**依頼文 A**
掲載文のうち、「信州大学素粒子論研究室教授美」を含む語句から始めて「する探求精神は見事だと思う。」の直後で止め、その範囲を一字一句変えずに打ち直すこと。
**依頼文 B**
掲載文によると、出来上がった顕微鏡で最初に観察したのは何という植物か。

**掲載文**
::::::::
2021年8月10日火曜日

顕微鏡で動く微粒子を見てみたい

 このまえブラウン運動のことをちょっと書いた。動くはずのない花粉が水の中では動くとの偽情報を信じ込んだのは日本人だけでなかったようだ。偽情報を出した誰もが自分で確かめたことがなかったとは、人の話はいい加減なものだと思わされる。

ブログではブラウン氏の原文を読んでみたら…と好学の士に水を向けてみたがどうだったろうか。古い時代の植物学者の報告書は正直あまり面白くはない。やたら植物の学名みたいなのが出てきてそいつは何やらわからない。論文の趣旨は固有の植物に限ったことではないから植物の名は重要ではない。水の中をうごめいていたのが花粉でも花粉から出てきた花粉粒でもなくて、もっと小さな粒だったという話だ。紹介しておいたURLは、ニューヨーク植物園の研究者スティーヴンソン氏が提供された。ブラウンの1828年「植物の花粉に含まれている粒子(原文表記はparticles)について」と1829年「有機物、無機物を通じて遍在する動く分子について」(原文表記:on the general existence of active molecules in organic and inorganic bodies)の顕微鏡観察報告である。二番目のactive moleculesを見れば花粉とは別物であることがわかりそうなもの、と考えるのは偽情報に担がれた過去を知っているものの特権だろうか。

ところが、ブラウン氏が見たものを学生たちといっしょにこの目で見てみたいと考えた先生がおられた。

信州大学素粒子論研究室教授美谷島實教授は『「2005年世界物理年」プロジェクトR. Brownはブラウン運動(花粉に含まれている微粒子の運動)を如何に観察したのか』を立ち上げた。道具立てとしてブラウンが使った顕微鏡を探したが当然日本にはない。原文にバンク社の焦点距離32分の1インチの両凸レンズをはじめ使っていたが、のちにローランド社の小型単式顕微鏡が提供されたとあるので、日本でそのレプリカを製作してもらった。測量図が入手できなかったので論文から想像図を作成したのを同学卒業生の専門家が図面を引いてくれたという。この過程で名前は明かされていないがレーベンフックの顕微鏡と呼ばれるごく初期の顕微鏡を試作した高校の記録がインターネットで見つかるなど、貢献したネットワークは素晴らしい。

レーベンフックの顕微鏡の形状としくみは「NHK for school」が参考になる。次のURLを利用されたい。

(https://www2.nhk.or.jp/school/movie/clip.cgi?das_id=D0005401826_00000)

出来上がった顕微鏡で、はじめに観察したのは身近に咲いていたオオキンケイギクだった。約20㎛の花粉から放出された微粒子のブラウン運動が撮れたとある。ついでブラウンゆかりのホソバノサンジソウを試したところ三角のおむすびのような大きな花粉、約100㎛から動画を撮影したとして、その画像2枚が紹介されている。映像撮影には学内研究室の協力を得ているが、報告者の美谷島氏は物理学教室の教授だ。200年前の論文から材料を探して道具を開発して先人の記録を確認する探求精神は見事だと思う。
::::::::
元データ
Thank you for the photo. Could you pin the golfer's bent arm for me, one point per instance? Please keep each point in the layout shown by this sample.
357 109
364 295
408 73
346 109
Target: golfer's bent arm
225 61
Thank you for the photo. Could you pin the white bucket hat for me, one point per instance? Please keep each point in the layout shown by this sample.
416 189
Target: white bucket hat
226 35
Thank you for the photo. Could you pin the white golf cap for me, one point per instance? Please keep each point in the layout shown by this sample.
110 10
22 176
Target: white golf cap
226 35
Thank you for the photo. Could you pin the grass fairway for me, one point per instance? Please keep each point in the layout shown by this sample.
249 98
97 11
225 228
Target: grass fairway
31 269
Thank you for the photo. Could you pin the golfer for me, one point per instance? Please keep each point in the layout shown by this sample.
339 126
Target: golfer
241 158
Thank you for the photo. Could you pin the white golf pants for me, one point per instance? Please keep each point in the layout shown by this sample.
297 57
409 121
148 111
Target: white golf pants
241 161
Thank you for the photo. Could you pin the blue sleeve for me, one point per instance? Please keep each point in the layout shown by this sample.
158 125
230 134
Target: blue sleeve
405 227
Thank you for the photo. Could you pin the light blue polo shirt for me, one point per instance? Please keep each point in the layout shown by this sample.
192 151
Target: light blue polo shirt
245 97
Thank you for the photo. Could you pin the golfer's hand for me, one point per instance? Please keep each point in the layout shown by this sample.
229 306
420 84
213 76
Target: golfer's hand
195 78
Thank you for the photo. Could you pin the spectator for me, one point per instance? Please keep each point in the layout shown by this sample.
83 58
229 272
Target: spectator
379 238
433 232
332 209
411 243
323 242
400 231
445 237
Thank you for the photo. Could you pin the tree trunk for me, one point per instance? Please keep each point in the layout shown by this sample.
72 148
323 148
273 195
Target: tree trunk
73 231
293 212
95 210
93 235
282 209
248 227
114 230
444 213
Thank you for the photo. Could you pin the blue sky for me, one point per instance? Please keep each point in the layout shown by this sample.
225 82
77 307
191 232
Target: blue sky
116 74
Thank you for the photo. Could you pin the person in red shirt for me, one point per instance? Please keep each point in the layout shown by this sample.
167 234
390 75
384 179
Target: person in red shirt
::::::::
**回答全文 A**
信州大学素粒子論研究室教授美谷島實教授は『「2005年世界物理年」プロジェクトR. Brownはブラウン運動(花粉に含まれている微粒子の運動)を如何に観察したのか』を立ち上げた。道具立てとしてブラウンが使った顕微鏡を探したが当然日本にはない。原文にバンク社の焦点距離32分の1インチの両凸レンズをはじめ使っていたが、のちにローランド社の小型単式顕微鏡が提供されたとあるので、日本でそのレプリカを製作してもらった。測量図が入手できなかったので論文から想像図を作成したのを同学卒業生の専門家が図面を引いてくれたという。この過程で名前は明かされていないがレーベンフックの顕微鏡と呼ばれるごく初期の顕微鏡を試作した高校の記録がインターネットで見つかるなど、貢献したネットワークは素晴らしい。

レーベンフックの顕微鏡の形状としくみは「NHK for school」が参考になる。次のURLを利用されたい。

(https://www2.nhk.or.jp/school/movie/clip.cgi?das_id=D0005401826_00000)

出来上がった顕微鏡で、はじめに観察したのは身近に咲いていたオオキンケイギクだった。約20㎛の花粉から放出された微粒子のブラウン運動が撮れたとある。ついでブラウンゆかりのホソバノサンジソウを試したところ三角のおむすびのような大きな花粉、約100㎛から動画を撮影したとして、その画像2枚が紹介されている。映像撮影には学内研究室の協力を得ているが、報告者の美谷島氏は物理学教室の教授だ。200年前の論文から材料を探して道具を開発して先人の記録を確認する探求精神は見事だと思う。

**回答全文 B**
オオキンケイギク。